Copy each record below without changing a single word.

□ □ □ □ □ □ □

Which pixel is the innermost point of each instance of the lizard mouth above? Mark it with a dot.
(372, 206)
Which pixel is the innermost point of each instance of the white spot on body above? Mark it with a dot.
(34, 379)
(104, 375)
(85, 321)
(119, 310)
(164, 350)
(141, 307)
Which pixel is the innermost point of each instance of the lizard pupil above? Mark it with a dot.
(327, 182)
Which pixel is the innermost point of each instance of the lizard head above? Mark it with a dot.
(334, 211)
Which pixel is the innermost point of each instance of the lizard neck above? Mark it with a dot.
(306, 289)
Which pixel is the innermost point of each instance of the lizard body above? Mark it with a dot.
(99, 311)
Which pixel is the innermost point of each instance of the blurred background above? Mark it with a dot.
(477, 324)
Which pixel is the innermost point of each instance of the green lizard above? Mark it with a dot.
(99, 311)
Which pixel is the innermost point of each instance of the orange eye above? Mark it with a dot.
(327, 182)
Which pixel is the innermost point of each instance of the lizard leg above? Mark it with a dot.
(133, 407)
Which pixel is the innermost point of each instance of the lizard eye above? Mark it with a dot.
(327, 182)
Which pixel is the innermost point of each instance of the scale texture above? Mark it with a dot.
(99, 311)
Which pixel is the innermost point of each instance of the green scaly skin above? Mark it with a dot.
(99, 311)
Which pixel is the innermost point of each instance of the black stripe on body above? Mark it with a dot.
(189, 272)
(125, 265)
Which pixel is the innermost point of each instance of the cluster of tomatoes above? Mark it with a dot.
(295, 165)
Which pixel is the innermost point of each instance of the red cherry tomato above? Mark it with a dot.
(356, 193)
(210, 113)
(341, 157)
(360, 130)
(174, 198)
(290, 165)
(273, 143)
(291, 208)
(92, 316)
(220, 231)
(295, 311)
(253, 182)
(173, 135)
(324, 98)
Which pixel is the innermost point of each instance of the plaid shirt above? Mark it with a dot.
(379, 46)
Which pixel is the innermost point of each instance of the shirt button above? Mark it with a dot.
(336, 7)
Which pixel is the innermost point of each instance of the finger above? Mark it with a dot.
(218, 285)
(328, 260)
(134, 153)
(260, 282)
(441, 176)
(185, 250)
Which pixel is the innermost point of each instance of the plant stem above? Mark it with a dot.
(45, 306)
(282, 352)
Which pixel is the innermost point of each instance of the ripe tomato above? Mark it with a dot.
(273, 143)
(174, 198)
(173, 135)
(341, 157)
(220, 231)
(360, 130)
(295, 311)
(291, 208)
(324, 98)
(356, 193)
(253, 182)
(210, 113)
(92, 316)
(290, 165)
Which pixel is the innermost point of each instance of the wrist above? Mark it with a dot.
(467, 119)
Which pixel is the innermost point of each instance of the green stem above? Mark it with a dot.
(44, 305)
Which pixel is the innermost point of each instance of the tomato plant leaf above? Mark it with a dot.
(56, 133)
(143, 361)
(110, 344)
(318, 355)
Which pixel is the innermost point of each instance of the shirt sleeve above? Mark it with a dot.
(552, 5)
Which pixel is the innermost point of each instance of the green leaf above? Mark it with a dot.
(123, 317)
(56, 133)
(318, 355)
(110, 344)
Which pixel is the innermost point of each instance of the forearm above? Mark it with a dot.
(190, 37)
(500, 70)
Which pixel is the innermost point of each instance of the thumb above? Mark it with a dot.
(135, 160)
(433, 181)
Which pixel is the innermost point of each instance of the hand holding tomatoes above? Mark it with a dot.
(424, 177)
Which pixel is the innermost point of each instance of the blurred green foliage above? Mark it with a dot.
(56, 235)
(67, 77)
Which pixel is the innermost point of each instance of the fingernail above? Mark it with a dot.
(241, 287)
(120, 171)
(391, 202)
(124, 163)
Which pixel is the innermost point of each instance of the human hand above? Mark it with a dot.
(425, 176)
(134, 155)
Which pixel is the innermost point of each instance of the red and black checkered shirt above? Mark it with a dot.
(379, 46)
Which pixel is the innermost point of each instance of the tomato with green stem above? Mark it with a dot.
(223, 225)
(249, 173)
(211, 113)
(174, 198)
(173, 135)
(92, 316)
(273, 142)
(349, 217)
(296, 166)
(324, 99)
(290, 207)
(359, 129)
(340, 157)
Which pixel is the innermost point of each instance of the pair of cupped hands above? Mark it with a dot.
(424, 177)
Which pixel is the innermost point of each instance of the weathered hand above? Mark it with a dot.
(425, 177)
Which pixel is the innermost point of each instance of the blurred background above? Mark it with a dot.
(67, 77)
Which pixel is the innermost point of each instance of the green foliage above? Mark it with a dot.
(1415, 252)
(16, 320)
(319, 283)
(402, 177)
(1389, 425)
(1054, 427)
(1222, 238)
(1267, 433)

□ □ □ □ □ □ □

SOLUTION TO THE EXERCISE -
Which pixel is the innermost point of each instance of the lizard mouth above? Mark it with a dot.
(372, 206)
Which pixel is the innermost point of each instance of the white spot on body above? Mark it with a dot.
(34, 379)
(104, 375)
(85, 321)
(119, 310)
(164, 350)
(141, 307)
Which pixel is the innermost point of each instance of the lizard pupil above? Mark it with a dot.
(327, 182)
Which pixel is the innermost point of each instance of the lizard head above? Mark it with a dot.
(334, 211)
Which pixel is the innermost point of each instance of the lizard neck above? Mark it with a dot.
(306, 289)
Which pixel is the innermost point of each instance of the lizard body above? Mark it with a dot.
(99, 311)
Which pixel is the innermost point of each instance of the blurred background above? Mark it with a dot.
(477, 324)
Which pixel is the innermost point of each instance of the green lizard above? Mark it with a dot.
(99, 311)
Which pixel is the innermost point of each instance of the orange eye above? Mark it with a dot.
(327, 182)
Which pixel is the innermost point of each instance of the lizard leg above? Mark it with a dot.
(133, 407)
Which pixel is the innermost point of each instance of the lizard eye above? Mark it with a dot.
(327, 182)
Which pixel is the innermost point of each instance of the scale texture above? Mark it with a dot.
(99, 311)
Which pixel is the innermost point of each instance of the green scaly skin above? Mark it with a dot.
(99, 311)
Which pixel is the innermost point of each instance of the black stripe on body above? Mark it with a dot.
(189, 272)
(125, 265)
Which pixel is the innermost point of each instance of the cluster of tomatoes above? Mark it with a dot.
(295, 165)
Which pixel is the innermost point of each instance of the red cherry tomato above? Mark it with a dot.
(356, 193)
(210, 113)
(341, 157)
(360, 130)
(174, 198)
(290, 165)
(273, 143)
(291, 208)
(92, 316)
(220, 231)
(295, 311)
(253, 182)
(173, 135)
(324, 98)
Which pixel is the innermost point of each instance of the plaid shirt above? Mark it with a dot.
(379, 46)
Which pixel is the innermost point of each instance of the shirt button above? Mark it with a dot.
(336, 7)
Which pixel is the innermost point of each instance of the finger above? Mark it with a dot.
(218, 285)
(328, 260)
(134, 153)
(260, 282)
(441, 176)
(185, 250)
Which pixel is the innermost point of each instance of the plant stem above? Mark it with a dot.
(45, 306)
(282, 352)
Which pixel is the innermost point of each instance of the ripe tomato above? Mark it with a dot.
(273, 143)
(174, 198)
(173, 135)
(341, 157)
(220, 231)
(360, 130)
(295, 311)
(291, 208)
(324, 98)
(356, 193)
(253, 182)
(210, 113)
(92, 316)
(290, 165)
Which pixel is the innermost point of each instance of the wrist above? Mark it with a dot.
(467, 119)
Which pixel is the innermost point of each instance of the green stem above? Mark it with a dot.
(44, 305)
Which pixel is the innermost point of each instance of the tomato plant leaf above? Mark it with a dot.
(56, 133)
(143, 361)
(110, 344)
(318, 355)
Which pixel is the innermost point of each instance of the shirt sleeve above? Mark it with a dot.
(552, 5)
Which pixel is the innermost point of each instance of the green leaf above? Mark it with a dot.
(123, 317)
(56, 133)
(318, 355)
(110, 344)
Which pixel is the innermost point of each instance of the forearm above? Mark it with a dot.
(190, 37)
(500, 70)
Which pixel is the innermost point of each instance of the thumb above? Mark it with a dot.
(135, 160)
(433, 181)
Which pixel is the innermost point of each instance of the hand holding tomatoes above? Mark it with a dot.
(424, 177)
Which pixel is the innermost point of each instance of the blurred green foliage above? Mark it with a dot.
(56, 235)
(67, 77)
Which pixel is the innermost point of each instance of the fingernail above? Mark it with a dot.
(241, 287)
(120, 171)
(391, 202)
(124, 163)
Which pixel is the innermost point of each instance of the human hand above? Mark it with a dot.
(425, 176)
(134, 155)
Which pixel is the innermost point of each instance of the red and black checkered shirt above? Mark it with a dot.
(379, 46)
Which pixel is the innermost point of each instance of the tomato with green stem above? Mark it with a dot.
(223, 225)
(249, 173)
(211, 113)
(174, 198)
(173, 135)
(92, 316)
(273, 142)
(349, 217)
(296, 166)
(324, 99)
(290, 207)
(359, 129)
(340, 157)
Which pixel is the innermost point of each instance of the pair of cupped hands above? Mark it with a dot.
(424, 177)
Which pixel is the innermost point of each instance of the weathered hand above? Mark it with a dot.
(425, 177)
Which pixel is the innermost point of each instance of the blurred background above? Mark it with a dot.
(67, 77)
Which pixel is the innermost point of each instance of the green foliage above? Mark it with a dot.
(1415, 252)
(16, 320)
(319, 283)
(402, 177)
(1389, 425)
(1054, 427)
(1222, 238)
(1267, 433)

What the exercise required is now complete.